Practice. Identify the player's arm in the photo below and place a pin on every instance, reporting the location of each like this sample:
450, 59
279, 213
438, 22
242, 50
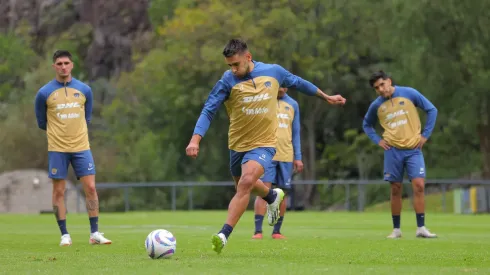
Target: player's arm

◇ ◇ ◇

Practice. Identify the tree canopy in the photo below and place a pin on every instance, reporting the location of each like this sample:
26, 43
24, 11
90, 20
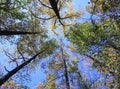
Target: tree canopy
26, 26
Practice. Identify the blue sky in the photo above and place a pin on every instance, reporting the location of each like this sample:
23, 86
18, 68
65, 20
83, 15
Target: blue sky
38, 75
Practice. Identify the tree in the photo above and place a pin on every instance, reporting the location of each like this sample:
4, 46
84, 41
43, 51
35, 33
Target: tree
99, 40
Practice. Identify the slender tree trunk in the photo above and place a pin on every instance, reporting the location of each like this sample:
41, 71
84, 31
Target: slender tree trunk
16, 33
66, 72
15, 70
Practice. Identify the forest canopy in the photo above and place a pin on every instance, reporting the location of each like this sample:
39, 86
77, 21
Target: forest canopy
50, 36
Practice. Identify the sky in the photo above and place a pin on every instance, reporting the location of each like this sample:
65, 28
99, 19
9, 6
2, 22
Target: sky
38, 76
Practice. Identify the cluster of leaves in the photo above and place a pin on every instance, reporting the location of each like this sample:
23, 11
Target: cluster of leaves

◇ ◇ ◇

■ **Work required**
Search the entries for lines with the string "each", then report their number alone.

■ **Answer below**
8